1 -               Le rôle important de l’ordre public et des bonnes moeurs

            Les seules limites légales à la création et à l’efficacité des contrats librement conclu sont les articles 6, 1131 et 1133 du code civil disposant que les parties ne peuvent déroger dans leurs conventions aux lois qui intéressent l’ordre public et les bonnes moeurs. Ces notions ne peuvent être explicitées dans un texte législatif parce qu’elles sont trop dépendantes du temps et du lieu où elles trouvent à s’appliquer. L’article 6 interprété a contrario laisse à penser que l’on peut déroger à toutes les lois qui n’intéressent pas l’ordre public et les bonnes moeurs. Le législateur et le juge doivent pouvoir vérifier si le contrat est en harmonie avec l’intérêt général, défendu justement par l’ordre public et les bonnes moeurs. Le maintien de l’ordre public dans une société est la loi suprême. Protéger les conventions contre cette loi, se serait placer des volontés particulières au-dessus de la volonté générale, ce qui serait source d’anarchie et d’insécurité au sein de la société[45]. Les bonnes moeurs, quant à elles, sont visées de nombreuses fois dans le code civil ( articles 900, 1133, 1172, 1387, 1134). Cette notion est aussi assez vaste, mais n’est pas difficile à définir. Elle représente la morale sexuelle, le respect de la dignité de l’homme et de son intégrité.

--- Exercices proposés ---
• A. D'après le passage sur l'ordre public et les bonnes mœurs, quels articles du code civil constituent les seules limites légales à la création et à l'efficacité des contrats librement conclus ?
• B. Reprenez le passage sur l'ordre public et les bonnes mœurs à partir de sa dernière phrase et rédigez-en la suite.

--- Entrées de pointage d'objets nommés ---
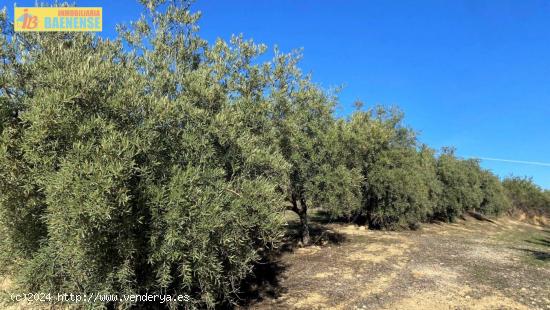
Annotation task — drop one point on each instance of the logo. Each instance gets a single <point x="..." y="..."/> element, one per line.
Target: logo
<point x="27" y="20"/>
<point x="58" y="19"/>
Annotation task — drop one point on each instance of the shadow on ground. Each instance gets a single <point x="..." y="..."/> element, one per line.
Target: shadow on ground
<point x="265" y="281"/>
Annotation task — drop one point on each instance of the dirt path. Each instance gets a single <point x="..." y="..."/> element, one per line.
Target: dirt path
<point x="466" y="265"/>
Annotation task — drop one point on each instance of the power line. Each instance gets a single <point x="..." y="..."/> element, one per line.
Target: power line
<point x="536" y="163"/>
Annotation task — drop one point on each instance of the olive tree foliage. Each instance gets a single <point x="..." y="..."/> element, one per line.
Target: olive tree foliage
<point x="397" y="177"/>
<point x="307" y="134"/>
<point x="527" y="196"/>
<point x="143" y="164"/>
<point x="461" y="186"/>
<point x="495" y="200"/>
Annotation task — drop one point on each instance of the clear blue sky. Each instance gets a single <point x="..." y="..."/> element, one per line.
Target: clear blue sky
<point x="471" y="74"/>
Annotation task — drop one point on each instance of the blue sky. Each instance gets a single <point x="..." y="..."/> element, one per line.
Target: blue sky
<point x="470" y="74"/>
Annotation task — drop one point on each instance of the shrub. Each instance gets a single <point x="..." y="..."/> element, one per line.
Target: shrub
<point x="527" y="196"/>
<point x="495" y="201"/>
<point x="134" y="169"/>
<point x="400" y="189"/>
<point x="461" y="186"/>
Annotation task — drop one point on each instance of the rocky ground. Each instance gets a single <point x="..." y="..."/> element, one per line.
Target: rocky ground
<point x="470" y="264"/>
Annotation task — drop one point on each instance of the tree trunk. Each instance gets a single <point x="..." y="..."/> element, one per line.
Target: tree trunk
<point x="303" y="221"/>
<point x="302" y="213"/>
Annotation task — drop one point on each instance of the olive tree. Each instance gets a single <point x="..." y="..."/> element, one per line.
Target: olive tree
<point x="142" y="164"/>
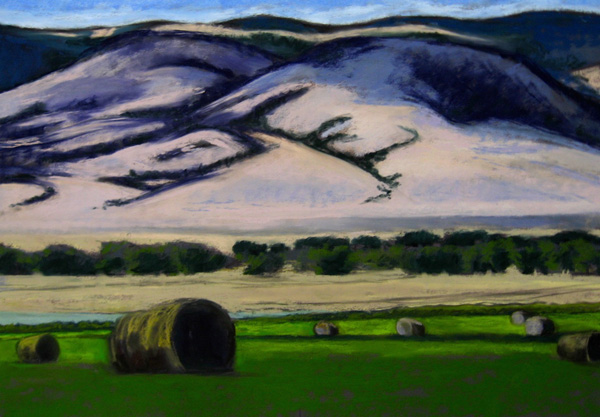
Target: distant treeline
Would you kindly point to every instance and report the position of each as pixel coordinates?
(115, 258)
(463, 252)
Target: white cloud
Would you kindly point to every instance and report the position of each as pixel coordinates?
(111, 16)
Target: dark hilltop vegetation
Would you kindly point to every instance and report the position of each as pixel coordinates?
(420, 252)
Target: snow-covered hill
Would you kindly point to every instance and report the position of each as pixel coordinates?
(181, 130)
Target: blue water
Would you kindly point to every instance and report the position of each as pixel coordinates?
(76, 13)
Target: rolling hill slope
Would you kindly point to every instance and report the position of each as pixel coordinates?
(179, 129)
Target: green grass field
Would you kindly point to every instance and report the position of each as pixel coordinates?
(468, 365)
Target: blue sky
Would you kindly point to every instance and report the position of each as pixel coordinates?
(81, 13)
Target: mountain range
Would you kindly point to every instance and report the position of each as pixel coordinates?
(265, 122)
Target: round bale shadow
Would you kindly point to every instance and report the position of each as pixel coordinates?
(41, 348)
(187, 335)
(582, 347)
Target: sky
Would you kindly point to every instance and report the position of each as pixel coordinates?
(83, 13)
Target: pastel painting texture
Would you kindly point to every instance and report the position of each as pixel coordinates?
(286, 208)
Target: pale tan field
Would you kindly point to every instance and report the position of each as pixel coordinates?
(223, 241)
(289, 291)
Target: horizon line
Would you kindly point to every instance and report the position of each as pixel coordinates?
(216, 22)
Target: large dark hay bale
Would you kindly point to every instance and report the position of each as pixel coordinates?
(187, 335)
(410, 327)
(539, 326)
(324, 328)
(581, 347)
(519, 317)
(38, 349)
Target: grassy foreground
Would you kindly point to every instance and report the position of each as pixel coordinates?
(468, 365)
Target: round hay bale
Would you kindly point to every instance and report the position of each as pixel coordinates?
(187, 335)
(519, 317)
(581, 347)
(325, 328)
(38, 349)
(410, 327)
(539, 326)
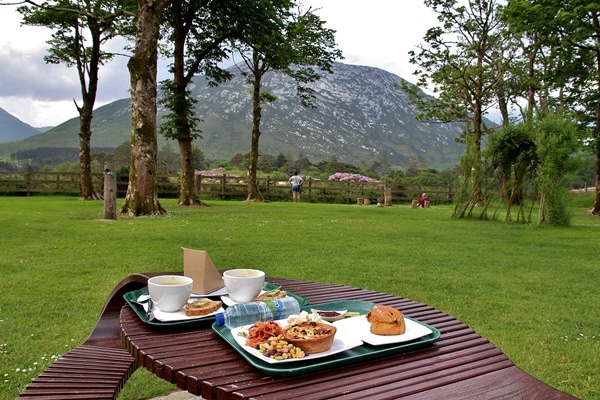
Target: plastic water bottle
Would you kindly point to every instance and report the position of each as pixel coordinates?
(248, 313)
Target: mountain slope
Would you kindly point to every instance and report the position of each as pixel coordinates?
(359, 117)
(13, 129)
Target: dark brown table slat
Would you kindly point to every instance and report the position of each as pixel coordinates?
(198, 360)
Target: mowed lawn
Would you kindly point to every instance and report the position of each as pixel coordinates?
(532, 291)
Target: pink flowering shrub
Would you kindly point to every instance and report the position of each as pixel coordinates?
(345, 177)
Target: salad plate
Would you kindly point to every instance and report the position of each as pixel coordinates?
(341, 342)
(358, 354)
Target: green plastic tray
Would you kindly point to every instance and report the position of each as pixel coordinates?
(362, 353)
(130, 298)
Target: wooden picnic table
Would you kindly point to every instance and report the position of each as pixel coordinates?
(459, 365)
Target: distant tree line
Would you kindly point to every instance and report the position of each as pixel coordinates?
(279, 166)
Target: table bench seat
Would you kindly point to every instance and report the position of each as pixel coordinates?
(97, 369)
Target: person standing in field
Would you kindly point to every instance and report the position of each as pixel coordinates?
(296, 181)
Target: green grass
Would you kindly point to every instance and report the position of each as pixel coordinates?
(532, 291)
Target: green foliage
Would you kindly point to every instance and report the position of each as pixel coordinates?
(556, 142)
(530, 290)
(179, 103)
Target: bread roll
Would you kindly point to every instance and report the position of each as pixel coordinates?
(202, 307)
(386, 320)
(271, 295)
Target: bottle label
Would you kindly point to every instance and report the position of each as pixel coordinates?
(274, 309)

--- Réponses attendues ---
• A. Les articles 6, 1131 et 1133 du code civil.

• B.
 

2 -               La politique économique dirigiste de Napoléon

            Malgré ses déclarations et sa volonté de respecter la propriété privée et la liberté contractuelle, force est de constater que Napoléon a mené une politique économique dirigiste qui, plusieurs fois, a fait céder ces principes devant des exigences d’intérêt public. En effet, il considérait que le droit d’abuser du propriétaire n’allait pas « jusqu’à priver le peuple de sa subsistance »[46] et il était très soucieux de l’approvisionnement des villes et du maintien de l’ordre public. Dès lors, la loi du 16 septembre 1807 prévoit des procédures autoritaires de dessèchement des marais appartenant aux particuliers, la loi du 8 mars 1810 réglemente l’expropriation pour cause d’utilité publique dont la déclaration résulte d’un décret et dont l’indemnisation est fixée par le juge civil, l’exploitation des mines est placée sous la surveillance de l’administration, les décrets des 4 et 8 mai 1812 interviennent dans le commerce des grains... C’est dire si dès cette époque, l’intérêt général passait déjà avant le respect de la propriété et de la liberté contractuelle.

            Les codificateurs et Napoléon lui-même ont donc entendu donner une place importante à la protection de l’intérêt général. Cette volonté marque la première limite à la théorie de l’autonomie de la volonté. Une seconde limite se trouve dans la volonté même des codificateurs de limiter cette volonté, notamment par le contrôle de la loi.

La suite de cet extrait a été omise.